**Task requirements**
Gather every line in the material below that contains the word "body", and copy each of those lines in full.
::::
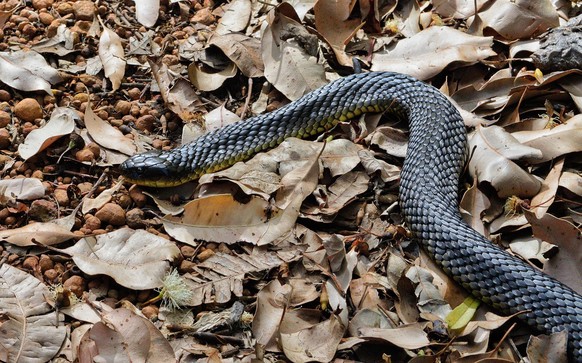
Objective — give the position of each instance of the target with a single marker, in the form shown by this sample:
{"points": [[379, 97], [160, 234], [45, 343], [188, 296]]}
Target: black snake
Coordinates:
{"points": [[428, 187]]}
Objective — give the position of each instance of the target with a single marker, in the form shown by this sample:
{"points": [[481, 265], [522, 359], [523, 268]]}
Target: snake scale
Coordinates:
{"points": [[428, 187]]}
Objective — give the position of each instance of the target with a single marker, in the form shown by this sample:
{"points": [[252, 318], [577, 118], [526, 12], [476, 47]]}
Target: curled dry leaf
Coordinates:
{"points": [[135, 259], [562, 139], [207, 81], [147, 11], [22, 189], [49, 233], [216, 279], [309, 340], [288, 66], [106, 135], [27, 71], [62, 122], [220, 218], [123, 336], [179, 95], [427, 53], [334, 22], [99, 201], [236, 17], [519, 19], [493, 161], [272, 302], [244, 51], [565, 265], [28, 331], [112, 57]]}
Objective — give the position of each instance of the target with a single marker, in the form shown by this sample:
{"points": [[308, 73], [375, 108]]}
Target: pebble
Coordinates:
{"points": [[134, 218], [150, 312], [203, 16], [45, 263], [188, 251], [111, 213], [28, 110], [42, 210], [123, 107], [4, 139], [30, 263], [84, 10], [145, 123], [84, 154], [62, 197], [137, 196], [76, 284]]}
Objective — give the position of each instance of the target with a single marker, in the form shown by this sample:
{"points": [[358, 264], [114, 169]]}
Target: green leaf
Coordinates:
{"points": [[462, 314]]}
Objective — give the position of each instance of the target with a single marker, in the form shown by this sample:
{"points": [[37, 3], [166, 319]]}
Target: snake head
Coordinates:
{"points": [[149, 169]]}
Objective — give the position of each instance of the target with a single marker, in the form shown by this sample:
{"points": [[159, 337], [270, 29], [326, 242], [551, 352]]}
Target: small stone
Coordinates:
{"points": [[137, 196], [37, 174], [187, 266], [134, 218], [111, 213], [28, 110], [134, 93], [203, 16], [42, 210], [123, 107], [46, 18], [145, 123], [30, 263], [42, 4], [45, 263], [92, 223], [206, 254], [84, 155], [76, 284], [4, 139], [84, 10], [150, 312], [51, 275], [187, 251], [5, 95], [62, 197]]}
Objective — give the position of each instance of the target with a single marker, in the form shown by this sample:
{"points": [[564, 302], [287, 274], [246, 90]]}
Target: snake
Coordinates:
{"points": [[428, 192]]}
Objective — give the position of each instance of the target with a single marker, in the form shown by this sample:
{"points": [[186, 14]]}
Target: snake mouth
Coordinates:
{"points": [[152, 169]]}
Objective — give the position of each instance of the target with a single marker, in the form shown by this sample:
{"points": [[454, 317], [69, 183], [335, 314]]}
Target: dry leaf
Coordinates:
{"points": [[147, 11], [304, 341], [288, 66], [217, 278], [22, 189], [236, 17], [123, 336], [519, 19], [27, 71], [427, 53], [62, 122], [106, 135], [112, 57], [493, 161], [28, 331], [244, 51], [207, 81], [138, 260]]}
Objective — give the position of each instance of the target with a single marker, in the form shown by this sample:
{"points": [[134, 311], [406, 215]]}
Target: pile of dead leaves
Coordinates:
{"points": [[298, 254]]}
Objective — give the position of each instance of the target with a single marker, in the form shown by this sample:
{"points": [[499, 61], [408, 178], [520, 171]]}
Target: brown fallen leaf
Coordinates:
{"points": [[62, 122]]}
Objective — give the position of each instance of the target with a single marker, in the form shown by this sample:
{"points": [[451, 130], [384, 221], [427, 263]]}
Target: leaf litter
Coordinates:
{"points": [[307, 235]]}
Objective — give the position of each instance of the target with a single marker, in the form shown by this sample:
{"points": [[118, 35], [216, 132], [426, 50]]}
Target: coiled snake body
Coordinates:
{"points": [[428, 187]]}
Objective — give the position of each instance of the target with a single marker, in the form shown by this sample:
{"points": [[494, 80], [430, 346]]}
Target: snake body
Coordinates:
{"points": [[428, 187]]}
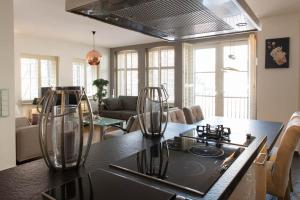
::::
**The result**
Target: coiled snake body
Target: snake body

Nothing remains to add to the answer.